[Stored dataset items]
+ + + +

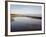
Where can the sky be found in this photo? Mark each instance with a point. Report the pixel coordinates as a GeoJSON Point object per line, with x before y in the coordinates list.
{"type": "Point", "coordinates": [25, 9]}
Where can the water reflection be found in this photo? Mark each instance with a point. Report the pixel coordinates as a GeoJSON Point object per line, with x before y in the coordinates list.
{"type": "Point", "coordinates": [25, 24]}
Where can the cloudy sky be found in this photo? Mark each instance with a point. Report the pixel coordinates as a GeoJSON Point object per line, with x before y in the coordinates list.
{"type": "Point", "coordinates": [25, 9]}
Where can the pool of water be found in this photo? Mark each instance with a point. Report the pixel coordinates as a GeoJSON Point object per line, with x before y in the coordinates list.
{"type": "Point", "coordinates": [25, 24]}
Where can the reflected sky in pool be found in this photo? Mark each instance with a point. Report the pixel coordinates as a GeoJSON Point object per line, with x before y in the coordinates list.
{"type": "Point", "coordinates": [25, 24]}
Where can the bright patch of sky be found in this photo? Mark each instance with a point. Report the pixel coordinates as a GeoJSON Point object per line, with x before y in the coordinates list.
{"type": "Point", "coordinates": [25, 9]}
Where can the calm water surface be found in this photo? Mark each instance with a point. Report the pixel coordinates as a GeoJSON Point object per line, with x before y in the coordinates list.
{"type": "Point", "coordinates": [25, 24]}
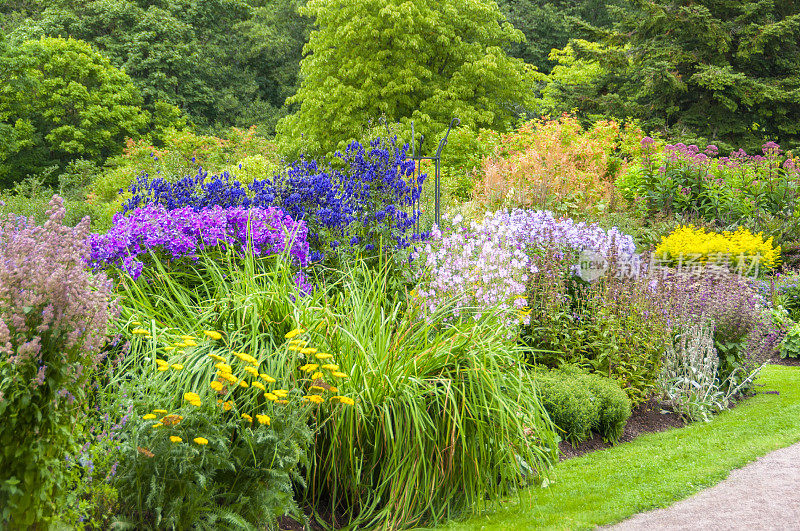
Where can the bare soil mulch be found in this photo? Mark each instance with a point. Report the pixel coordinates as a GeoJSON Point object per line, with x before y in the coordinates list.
{"type": "Point", "coordinates": [649, 417]}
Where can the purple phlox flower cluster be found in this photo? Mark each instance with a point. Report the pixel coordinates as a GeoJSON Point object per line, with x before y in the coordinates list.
{"type": "Point", "coordinates": [367, 193]}
{"type": "Point", "coordinates": [184, 232]}
{"type": "Point", "coordinates": [488, 264]}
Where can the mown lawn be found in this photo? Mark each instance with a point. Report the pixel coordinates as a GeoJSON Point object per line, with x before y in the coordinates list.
{"type": "Point", "coordinates": [658, 469]}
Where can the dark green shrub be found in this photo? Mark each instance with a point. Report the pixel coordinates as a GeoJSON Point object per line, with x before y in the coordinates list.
{"type": "Point", "coordinates": [790, 347]}
{"type": "Point", "coordinates": [614, 405]}
{"type": "Point", "coordinates": [571, 405]}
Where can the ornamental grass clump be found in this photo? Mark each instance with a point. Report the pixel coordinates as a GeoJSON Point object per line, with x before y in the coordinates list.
{"type": "Point", "coordinates": [53, 321]}
{"type": "Point", "coordinates": [446, 419]}
{"type": "Point", "coordinates": [223, 382]}
{"type": "Point", "coordinates": [688, 381]}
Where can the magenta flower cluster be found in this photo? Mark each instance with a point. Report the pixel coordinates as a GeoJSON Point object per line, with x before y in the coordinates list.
{"type": "Point", "coordinates": [185, 232]}
{"type": "Point", "coordinates": [488, 264]}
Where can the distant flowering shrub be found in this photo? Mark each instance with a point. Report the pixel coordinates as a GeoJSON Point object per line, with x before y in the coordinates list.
{"type": "Point", "coordinates": [184, 232]}
{"type": "Point", "coordinates": [740, 250]}
{"type": "Point", "coordinates": [557, 165]}
{"type": "Point", "coordinates": [53, 320]}
{"type": "Point", "coordinates": [364, 196]}
{"type": "Point", "coordinates": [489, 264]}
{"type": "Point", "coordinates": [698, 182]}
{"type": "Point", "coordinates": [744, 334]}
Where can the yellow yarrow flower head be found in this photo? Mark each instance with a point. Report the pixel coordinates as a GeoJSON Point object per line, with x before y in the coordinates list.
{"type": "Point", "coordinates": [314, 398]}
{"type": "Point", "coordinates": [223, 367]}
{"type": "Point", "coordinates": [246, 357]}
{"type": "Point", "coordinates": [228, 377]}
{"type": "Point", "coordinates": [294, 333]}
{"type": "Point", "coordinates": [344, 400]}
{"type": "Point", "coordinates": [171, 420]}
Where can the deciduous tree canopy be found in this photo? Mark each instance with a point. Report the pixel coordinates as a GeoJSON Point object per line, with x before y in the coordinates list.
{"type": "Point", "coordinates": [405, 59]}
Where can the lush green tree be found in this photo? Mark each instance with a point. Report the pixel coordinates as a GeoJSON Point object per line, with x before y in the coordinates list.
{"type": "Point", "coordinates": [61, 100]}
{"type": "Point", "coordinates": [729, 69]}
{"type": "Point", "coordinates": [550, 24]}
{"type": "Point", "coordinates": [420, 60]}
{"type": "Point", "coordinates": [722, 71]}
{"type": "Point", "coordinates": [586, 79]}
{"type": "Point", "coordinates": [223, 62]}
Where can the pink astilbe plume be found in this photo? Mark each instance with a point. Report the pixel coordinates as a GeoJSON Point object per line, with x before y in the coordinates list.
{"type": "Point", "coordinates": [52, 311]}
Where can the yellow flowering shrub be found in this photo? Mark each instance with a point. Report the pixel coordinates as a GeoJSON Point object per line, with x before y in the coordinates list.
{"type": "Point", "coordinates": [740, 250]}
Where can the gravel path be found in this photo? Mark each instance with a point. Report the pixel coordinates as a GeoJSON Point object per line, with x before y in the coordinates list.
{"type": "Point", "coordinates": [762, 495]}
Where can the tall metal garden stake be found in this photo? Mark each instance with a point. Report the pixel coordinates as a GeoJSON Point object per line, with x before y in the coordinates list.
{"type": "Point", "coordinates": [437, 161]}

+ + + +

Make an exact copy of every entry above, but keep the pictures out of it.

● **WRITTEN ANSWER**
Where can the sky be found in this photo? Mark each instance with a point. Report the pixel coordinates as a GeoJSON Point object per line, with x before y in the coordinates list.
{"type": "Point", "coordinates": [25, 9]}
Where can the water reflection be found in this photo? Mark each instance with a point. Report the pixel coordinates as a GeoJSON Point object per line, with x before y in the coordinates list.
{"type": "Point", "coordinates": [25, 24]}
Where can the cloudy sky be found in this photo? Mark each instance with a point. Report the pixel coordinates as a GeoJSON Point object per line, with x before y in the coordinates list.
{"type": "Point", "coordinates": [25, 9]}
Where can the pool of water be found in this photo? Mark each instance with a point. Report the pixel coordinates as a GeoJSON Point object per line, with x before y in the coordinates list.
{"type": "Point", "coordinates": [25, 24]}
Where can the reflected sky in pool be found in this photo? Mark each instance with a point. Report the pixel coordinates as a GeoJSON Point object per line, with x before y in the coordinates list.
{"type": "Point", "coordinates": [25, 24]}
Where can the bright patch of sky be found in this photo? Mark each instance with a point. Report the pixel coordinates as a GeoJSON Point object per line, with x before y in the coordinates list.
{"type": "Point", "coordinates": [25, 9]}
Where can the calm water surface be found in this photo? Mark each instance with a point. Report the pixel coordinates as a GeoJSON Point object per line, with x before y in the coordinates list.
{"type": "Point", "coordinates": [25, 24]}
Where can the bare soil mulch be found in this photo? Mark each instance with a point. Report the pixel coordinates as a GeoJSON Point object per line, with x before y in the coordinates list.
{"type": "Point", "coordinates": [649, 417]}
Where can the purple phlox flower cluster be found in this photo? Mark each instance with a point. Report the pixel coordinates as a GeoJSON Point object per line, with x before y in the coordinates list.
{"type": "Point", "coordinates": [367, 193]}
{"type": "Point", "coordinates": [184, 232]}
{"type": "Point", "coordinates": [488, 264]}
Where can the mown lawn be found in this photo? Mark each instance with a point. Report the pixel coordinates as a GeoJSON Point object per line, with x before y in the coordinates list.
{"type": "Point", "coordinates": [658, 469]}
Where can the dark green shrub be found in this photo? Mark each instance with a point. Report the pixel coordinates as a GeoJSON Point object per line, with x before y in the coordinates list.
{"type": "Point", "coordinates": [790, 347]}
{"type": "Point", "coordinates": [614, 405]}
{"type": "Point", "coordinates": [571, 405]}
Where can the ornamental grass clump be found in this photo? Mark each instance with a point. Report the pixel coordinates as a GeoJSON Point object per line, with x before y in the coordinates list.
{"type": "Point", "coordinates": [53, 321]}
{"type": "Point", "coordinates": [446, 419]}
{"type": "Point", "coordinates": [223, 382]}
{"type": "Point", "coordinates": [688, 381]}
Where can the magenta flower cluster be found in this photo? Mark each instance with a point. Report the pixel coordinates as a GeoJSON Point object per line, with x before y in the coordinates list.
{"type": "Point", "coordinates": [185, 232]}
{"type": "Point", "coordinates": [488, 264]}
Where can the distant flowering shrub be found in this photo? Mark each instance with a point. Report the pixel coordinates as a GeoJSON Point object per line, with x before y in the coordinates list.
{"type": "Point", "coordinates": [184, 232]}
{"type": "Point", "coordinates": [740, 250]}
{"type": "Point", "coordinates": [557, 165]}
{"type": "Point", "coordinates": [53, 320]}
{"type": "Point", "coordinates": [364, 196]}
{"type": "Point", "coordinates": [489, 264]}
{"type": "Point", "coordinates": [698, 182]}
{"type": "Point", "coordinates": [744, 334]}
Where can the yellow yarrow flower head be found in this photo? Mark each instance with a point. Report the pixel coordinates as a GeoJSON Point object per line, with x before y in the coordinates list.
{"type": "Point", "coordinates": [314, 398]}
{"type": "Point", "coordinates": [223, 367]}
{"type": "Point", "coordinates": [246, 357]}
{"type": "Point", "coordinates": [228, 377]}
{"type": "Point", "coordinates": [294, 333]}
{"type": "Point", "coordinates": [344, 400]}
{"type": "Point", "coordinates": [171, 420]}
Where can the deciduous tree canopy be found in this photo? Mark each instance with a point. Report the pixel coordinates as a GeoJSON Point object per line, with x before y in the coordinates list.
{"type": "Point", "coordinates": [405, 59]}
Where can the lush green tree be found in this photo? Mark each instance with a point. Report the pixel coordinates as a GeoJSON Point object per line, with x before y in the coordinates list.
{"type": "Point", "coordinates": [61, 100]}
{"type": "Point", "coordinates": [729, 69]}
{"type": "Point", "coordinates": [550, 24]}
{"type": "Point", "coordinates": [420, 60]}
{"type": "Point", "coordinates": [722, 71]}
{"type": "Point", "coordinates": [586, 79]}
{"type": "Point", "coordinates": [223, 62]}
Where can the pink astilbe plume be found in this photo? Mark each instance with a point. Report the pixel coordinates as a GeoJSON Point object per line, with x before y in the coordinates list.
{"type": "Point", "coordinates": [52, 311]}
Where can the yellow flowering shrub be found in this photo? Mark each instance with a point. Report the pixel coordinates as a GeoJSON Point object per line, with x before y in the coordinates list.
{"type": "Point", "coordinates": [740, 250]}
Where can the gravel path be found in this photo? Mark each instance with a point. Report the pixel coordinates as a GeoJSON Point object per line, with x before y in the coordinates list.
{"type": "Point", "coordinates": [762, 495]}
Where can the tall metal garden stake be found in this photo? Mark each instance with a point. Report the pixel coordinates as a GeoJSON Point object per line, with x before y in the coordinates list.
{"type": "Point", "coordinates": [437, 161]}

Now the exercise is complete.